Vorliegender Textauszug —
Neo-Dada, Herostratos und systematische Vasenzerstörung
Bestimmt haben Sie es mitbekommen, werte Leserinnen und Leser: in Miami ist eine Vase umgekippt. Mehr noch: ist heruntergeworfen worden. Ach, was sage ich: Vandalismus im Museum hat sich neulich ereignet. Oder?
Es handelt sich um eine ca. $1 Mio. Dollar teuere und 7.000 Jahre alte Vase, die in Pérez Art Museum in Rahmen der Ausstellung “According to what?” von Ai Weiwei ausgestellt war. Der berühmte Dissident hat diese paläo-historische Vase mit Coca-Cola-Logo versehen (mit allen herausschreiendenfolgenden Intentionen und Allusionen).
Ein Besucher des Museums, Maximo Caminero, auch seinerzeit ein Künstler, griff bei seiner Besichtigung in Februar nach dieser Vase. Als ein Wachmann nach dem Zurückstellen der Vase verlangte, warf Caminero das teuere Stück prompt auf den Boden. So:
Ai Weiwei seinerseits wurde ziemlich erböst über solche Übergriffe auf privates Eigentum anderer:
If he really had a point, he should choose another way, because this will bring him trouble to destroy property that does not belong to him. (Quelle: dailymail.co.uk)
Aber das Spannende an der Geschichte ist, dieser Vandalismus-Akt spielte sich direkt vor einem Foto-Triptychon von Ai Weiwei, auf welchem man den chinesischen Künstler eine uralte chinesische Vase auf den Boden werfen sieht.
PHOTO BY Joe Raedle/Getty Images News/Getty Images
Nun kamen laut Presseberichten zugleich zwei Statements seitens Caminero, dem nun eventuell einige Jahre im Gefängnis drohen:
- er sah in der ausgestellten Vase sowie in diesem Triptychon einen Aufruf seitens Ai Weiwei zu einem performativen Akt des Protestes
- er richtete aber seinen Protest gegen die Unterrepräsentanz der lokalen Miami-Künstler in diesem Museum im Gegensatz zu den internationalen Künstlern, wie Ai Weiwei
Bald schon wurde dieser Akt – zusammen mit dem Akt von Ai Weiwei – ziemlich schnell als Neo-Dadaismus bezeichnet, bzw. in Verbindung mit Dadaismus gebracht. Klar, der Vergleich scheint naheliegend zu sein: Ai Weiwei brach mit der (gloriösen / chinesischen) Vergangenheit in Form von dieser Vase, so wie die Dadaisten mit der europäischen Kultur brachen, die zwar den Anspruch hatte, Hochkultur zu sein, jedoch die Greueltaten des Ersten Weltkrieges keineswegs verhinderte.

Auszuführende Aufgabe — Knüpfen Sie an den letzten Satz des Textes über die zerstörte Ai-Weiwei-Vase in Miami an und schreiben Sie ihn weiter.

Bereitgestellte Daten —
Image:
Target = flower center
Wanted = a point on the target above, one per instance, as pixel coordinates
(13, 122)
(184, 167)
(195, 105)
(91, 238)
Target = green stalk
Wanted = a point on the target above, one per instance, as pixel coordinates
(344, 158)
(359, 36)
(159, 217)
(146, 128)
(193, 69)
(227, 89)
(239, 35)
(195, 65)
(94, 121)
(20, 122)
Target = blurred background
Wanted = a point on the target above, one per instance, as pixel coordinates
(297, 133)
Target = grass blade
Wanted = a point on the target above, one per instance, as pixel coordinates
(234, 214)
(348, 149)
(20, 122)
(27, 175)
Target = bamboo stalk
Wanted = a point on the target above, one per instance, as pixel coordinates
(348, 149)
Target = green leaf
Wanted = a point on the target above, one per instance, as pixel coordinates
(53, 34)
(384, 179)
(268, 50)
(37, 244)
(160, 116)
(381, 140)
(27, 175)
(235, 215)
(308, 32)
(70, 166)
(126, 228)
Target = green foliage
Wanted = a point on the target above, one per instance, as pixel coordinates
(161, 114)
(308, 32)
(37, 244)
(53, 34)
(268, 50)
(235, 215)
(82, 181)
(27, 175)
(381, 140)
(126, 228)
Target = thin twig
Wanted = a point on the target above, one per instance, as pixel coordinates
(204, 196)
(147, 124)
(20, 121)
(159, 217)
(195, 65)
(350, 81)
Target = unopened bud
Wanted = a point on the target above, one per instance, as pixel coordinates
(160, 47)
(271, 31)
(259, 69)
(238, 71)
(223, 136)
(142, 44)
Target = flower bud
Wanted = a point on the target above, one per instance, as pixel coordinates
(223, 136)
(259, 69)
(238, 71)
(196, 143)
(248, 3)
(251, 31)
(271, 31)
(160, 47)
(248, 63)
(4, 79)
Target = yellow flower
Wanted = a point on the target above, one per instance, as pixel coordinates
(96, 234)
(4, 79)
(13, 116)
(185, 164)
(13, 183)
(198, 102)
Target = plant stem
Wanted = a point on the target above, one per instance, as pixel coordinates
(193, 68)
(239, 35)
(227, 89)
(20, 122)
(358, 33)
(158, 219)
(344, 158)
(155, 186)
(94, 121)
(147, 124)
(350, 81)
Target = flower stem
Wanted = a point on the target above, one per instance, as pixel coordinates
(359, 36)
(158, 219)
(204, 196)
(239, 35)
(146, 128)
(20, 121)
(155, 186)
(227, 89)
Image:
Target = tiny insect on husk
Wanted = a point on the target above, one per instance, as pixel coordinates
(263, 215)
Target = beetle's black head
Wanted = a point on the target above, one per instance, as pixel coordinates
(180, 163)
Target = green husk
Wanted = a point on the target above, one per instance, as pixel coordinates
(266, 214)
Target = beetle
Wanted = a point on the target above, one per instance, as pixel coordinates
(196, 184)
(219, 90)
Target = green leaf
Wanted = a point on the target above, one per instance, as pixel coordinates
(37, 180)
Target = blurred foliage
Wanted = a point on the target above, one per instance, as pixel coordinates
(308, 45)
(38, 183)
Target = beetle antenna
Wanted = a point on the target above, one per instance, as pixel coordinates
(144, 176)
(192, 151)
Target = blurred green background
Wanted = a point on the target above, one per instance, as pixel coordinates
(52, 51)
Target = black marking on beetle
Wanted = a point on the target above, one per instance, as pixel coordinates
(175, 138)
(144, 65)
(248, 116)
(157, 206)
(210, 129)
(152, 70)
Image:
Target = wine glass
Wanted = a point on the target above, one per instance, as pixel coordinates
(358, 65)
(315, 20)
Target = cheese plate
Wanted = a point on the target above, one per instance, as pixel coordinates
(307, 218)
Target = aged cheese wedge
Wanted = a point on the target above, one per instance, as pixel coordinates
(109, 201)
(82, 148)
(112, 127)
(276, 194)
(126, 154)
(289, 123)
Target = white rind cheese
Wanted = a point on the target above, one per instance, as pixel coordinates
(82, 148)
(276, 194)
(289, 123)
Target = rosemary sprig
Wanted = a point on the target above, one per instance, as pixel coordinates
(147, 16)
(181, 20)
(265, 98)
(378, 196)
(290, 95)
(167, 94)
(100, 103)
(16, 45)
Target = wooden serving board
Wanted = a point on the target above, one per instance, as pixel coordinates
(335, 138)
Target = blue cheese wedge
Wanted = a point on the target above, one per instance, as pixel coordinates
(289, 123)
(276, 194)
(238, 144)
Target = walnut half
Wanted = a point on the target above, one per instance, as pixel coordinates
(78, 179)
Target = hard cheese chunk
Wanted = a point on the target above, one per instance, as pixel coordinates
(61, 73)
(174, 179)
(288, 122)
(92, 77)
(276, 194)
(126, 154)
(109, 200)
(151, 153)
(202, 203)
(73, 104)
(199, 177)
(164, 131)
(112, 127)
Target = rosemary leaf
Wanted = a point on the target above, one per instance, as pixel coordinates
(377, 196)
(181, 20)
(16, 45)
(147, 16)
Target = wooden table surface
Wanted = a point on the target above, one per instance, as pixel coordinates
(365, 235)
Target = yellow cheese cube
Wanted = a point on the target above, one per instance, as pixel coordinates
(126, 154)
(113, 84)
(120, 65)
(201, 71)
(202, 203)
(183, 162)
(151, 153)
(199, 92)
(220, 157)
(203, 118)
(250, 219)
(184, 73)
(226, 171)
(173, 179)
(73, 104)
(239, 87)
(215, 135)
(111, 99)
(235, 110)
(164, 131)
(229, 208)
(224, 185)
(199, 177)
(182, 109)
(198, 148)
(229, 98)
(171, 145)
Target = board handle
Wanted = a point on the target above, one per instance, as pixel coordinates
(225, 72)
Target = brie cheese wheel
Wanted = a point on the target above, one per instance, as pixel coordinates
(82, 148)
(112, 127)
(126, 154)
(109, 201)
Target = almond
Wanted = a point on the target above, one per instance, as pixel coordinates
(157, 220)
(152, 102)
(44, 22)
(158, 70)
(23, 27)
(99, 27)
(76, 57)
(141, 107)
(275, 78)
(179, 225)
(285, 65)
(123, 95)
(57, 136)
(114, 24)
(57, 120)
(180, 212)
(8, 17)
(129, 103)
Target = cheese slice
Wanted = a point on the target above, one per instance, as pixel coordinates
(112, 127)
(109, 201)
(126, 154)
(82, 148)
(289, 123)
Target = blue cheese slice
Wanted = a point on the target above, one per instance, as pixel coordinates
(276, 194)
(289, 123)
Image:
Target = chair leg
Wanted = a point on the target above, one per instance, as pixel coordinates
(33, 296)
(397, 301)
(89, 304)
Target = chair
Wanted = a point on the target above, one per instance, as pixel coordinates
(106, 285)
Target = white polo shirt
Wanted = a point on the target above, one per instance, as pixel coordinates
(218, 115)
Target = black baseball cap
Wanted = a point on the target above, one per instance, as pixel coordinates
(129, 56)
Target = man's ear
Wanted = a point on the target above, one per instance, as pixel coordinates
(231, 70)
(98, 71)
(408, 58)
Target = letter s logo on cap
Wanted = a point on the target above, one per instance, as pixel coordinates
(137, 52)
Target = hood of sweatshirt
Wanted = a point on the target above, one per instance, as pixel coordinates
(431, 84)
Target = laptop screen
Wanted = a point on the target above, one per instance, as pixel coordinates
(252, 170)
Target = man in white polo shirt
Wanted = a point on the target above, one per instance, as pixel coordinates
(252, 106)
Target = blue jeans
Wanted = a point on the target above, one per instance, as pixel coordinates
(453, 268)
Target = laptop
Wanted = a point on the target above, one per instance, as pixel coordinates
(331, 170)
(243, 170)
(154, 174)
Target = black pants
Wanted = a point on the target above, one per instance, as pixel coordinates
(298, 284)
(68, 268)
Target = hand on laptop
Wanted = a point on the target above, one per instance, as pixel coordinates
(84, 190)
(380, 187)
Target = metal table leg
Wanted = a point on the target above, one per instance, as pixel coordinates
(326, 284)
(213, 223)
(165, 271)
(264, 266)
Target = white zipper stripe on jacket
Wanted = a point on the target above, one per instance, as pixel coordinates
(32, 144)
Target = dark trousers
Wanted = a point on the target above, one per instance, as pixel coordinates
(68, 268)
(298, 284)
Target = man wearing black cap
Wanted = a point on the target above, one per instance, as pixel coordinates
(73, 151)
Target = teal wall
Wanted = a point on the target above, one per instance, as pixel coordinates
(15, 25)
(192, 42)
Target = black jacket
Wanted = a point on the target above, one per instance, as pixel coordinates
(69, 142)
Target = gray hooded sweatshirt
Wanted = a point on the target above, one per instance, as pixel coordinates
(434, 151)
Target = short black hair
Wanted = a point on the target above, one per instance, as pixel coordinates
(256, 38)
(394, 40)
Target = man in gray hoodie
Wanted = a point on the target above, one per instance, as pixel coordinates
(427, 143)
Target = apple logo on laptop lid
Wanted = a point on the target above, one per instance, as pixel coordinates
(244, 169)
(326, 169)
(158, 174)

* * *

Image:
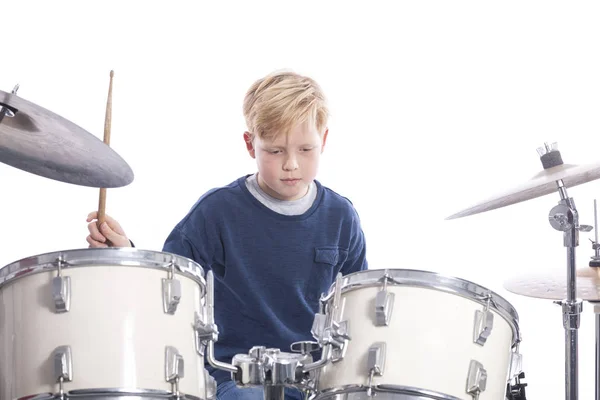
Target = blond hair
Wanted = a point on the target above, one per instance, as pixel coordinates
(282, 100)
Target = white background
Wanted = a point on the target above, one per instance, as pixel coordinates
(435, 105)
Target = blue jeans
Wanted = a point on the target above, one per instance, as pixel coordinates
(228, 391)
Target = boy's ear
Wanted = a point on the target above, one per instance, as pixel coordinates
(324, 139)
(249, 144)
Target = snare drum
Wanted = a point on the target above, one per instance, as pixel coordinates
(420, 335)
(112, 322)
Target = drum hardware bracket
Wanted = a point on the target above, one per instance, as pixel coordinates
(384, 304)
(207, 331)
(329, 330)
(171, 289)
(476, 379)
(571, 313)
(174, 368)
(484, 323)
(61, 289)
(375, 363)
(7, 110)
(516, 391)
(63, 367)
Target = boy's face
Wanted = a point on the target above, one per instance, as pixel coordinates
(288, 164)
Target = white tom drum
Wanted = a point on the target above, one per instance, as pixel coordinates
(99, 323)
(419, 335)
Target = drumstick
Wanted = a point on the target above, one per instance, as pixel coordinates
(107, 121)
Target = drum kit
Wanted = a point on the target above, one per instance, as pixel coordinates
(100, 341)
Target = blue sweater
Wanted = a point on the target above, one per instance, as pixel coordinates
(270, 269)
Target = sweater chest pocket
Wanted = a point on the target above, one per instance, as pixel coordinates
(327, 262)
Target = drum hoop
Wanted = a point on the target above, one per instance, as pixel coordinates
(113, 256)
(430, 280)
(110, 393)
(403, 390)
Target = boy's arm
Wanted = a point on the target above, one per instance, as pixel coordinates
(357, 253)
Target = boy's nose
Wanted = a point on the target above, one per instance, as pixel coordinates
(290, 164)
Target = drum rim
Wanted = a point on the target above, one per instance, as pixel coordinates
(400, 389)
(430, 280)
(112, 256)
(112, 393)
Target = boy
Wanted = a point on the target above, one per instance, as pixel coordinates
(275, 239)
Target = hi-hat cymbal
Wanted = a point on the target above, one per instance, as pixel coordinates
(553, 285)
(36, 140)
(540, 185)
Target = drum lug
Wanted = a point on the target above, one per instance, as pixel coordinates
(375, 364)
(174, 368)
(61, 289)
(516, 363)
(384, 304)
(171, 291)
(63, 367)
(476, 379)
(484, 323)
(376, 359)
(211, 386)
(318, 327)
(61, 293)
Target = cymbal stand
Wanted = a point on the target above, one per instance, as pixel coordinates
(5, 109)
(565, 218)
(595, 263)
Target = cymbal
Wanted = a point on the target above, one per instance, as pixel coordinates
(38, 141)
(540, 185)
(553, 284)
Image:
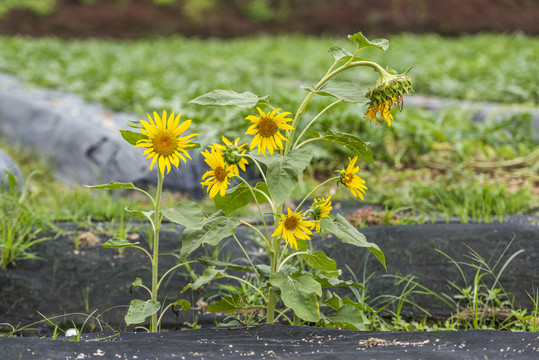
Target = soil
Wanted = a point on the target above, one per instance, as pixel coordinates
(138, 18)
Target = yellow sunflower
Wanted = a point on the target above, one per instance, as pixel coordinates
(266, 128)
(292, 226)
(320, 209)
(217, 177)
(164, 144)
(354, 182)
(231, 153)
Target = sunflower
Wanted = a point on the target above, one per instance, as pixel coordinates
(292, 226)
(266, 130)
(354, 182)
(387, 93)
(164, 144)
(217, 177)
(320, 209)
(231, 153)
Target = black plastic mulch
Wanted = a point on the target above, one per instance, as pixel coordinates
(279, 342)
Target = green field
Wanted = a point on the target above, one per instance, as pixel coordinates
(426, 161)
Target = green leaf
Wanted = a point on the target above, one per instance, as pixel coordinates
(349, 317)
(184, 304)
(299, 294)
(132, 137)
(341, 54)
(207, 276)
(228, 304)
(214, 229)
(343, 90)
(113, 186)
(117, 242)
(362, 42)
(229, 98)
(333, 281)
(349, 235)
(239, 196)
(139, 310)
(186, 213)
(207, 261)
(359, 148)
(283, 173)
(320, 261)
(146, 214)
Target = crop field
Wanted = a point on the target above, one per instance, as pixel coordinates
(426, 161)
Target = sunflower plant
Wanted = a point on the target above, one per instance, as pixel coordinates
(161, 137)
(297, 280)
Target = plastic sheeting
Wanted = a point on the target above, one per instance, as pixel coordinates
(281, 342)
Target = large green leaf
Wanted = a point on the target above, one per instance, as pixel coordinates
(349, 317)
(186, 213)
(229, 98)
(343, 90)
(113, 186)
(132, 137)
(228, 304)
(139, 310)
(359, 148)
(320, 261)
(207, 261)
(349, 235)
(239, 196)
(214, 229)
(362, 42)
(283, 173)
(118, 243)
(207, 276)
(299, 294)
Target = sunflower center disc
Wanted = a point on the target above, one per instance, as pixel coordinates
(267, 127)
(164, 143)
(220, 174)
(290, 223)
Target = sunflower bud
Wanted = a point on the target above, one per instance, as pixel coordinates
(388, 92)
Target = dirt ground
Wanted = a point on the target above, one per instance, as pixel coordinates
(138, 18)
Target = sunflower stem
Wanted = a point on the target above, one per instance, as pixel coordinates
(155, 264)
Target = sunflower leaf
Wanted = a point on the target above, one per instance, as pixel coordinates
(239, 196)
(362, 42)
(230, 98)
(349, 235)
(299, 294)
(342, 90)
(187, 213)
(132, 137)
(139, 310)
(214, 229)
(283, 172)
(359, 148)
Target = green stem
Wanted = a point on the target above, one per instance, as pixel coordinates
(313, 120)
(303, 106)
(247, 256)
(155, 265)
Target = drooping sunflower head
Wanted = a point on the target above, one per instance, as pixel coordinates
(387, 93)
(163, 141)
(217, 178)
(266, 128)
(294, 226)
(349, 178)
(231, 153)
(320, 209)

Das Ergebnis —
Doch bereits hier hinkt der Vergleich. Der Akt des Bruches mit den Traditionen bei Ai Weiwei ist zwar (für Historiker oder Kunstmarktliebhaber) empörend: die Vase! er hat die teuere Vase zerbrochen! Doch im Gegensatz zu Dadaisten ist dieser Bruch mehr plakativ als wirkungsvoll. Denn das pars pro toto (zerbrochene Vase <=> chinesische Kultur) bleibt nur pars, im gegensatz zu toto der Dadaisten. Das Anmalen eines Bartes auf die Postkarte von Mona Lisa oder das Ausstellen eines Pissoirs im Museum scheint heutzutage harmlos und putzig zu sein – zu der damaligen Zeit war das ein radikaler Schnitt mit der Autorität Kunst, mit der Institution Museum, mit der Dimension Kunstmarkt. Die bereits konventionelle Kulturkritik eines Ai Weiwei kann man nur bedingt Neo-Dadaismus nennen (wenn man nur die klischeehafte Destroyance der Avantgarde als ein charalteristischer Charakterzug dafür auswählt – durchaus oberflächlich).
Doch nun zu Caminero – wogegen protestiert er? Gegen die antike Hochkultur? Gegen Coca Cola? Gegen die Autorität von Ai Weiwei? Gegen die eigene Unterrepräsentanz im lokalen Kontext? Und da sind wir schon näher an der Sache. Provinzialismus. Das Performative der Zerstörung als Anbiederung an die “Grössen” und “Mächtigen” der Kunstwelt. Der Wunsch, irgendwie in die Kulturgeschichte eingegliedert zu sein, egal mit welchen Mitteln. Herostratos lässt grüssen.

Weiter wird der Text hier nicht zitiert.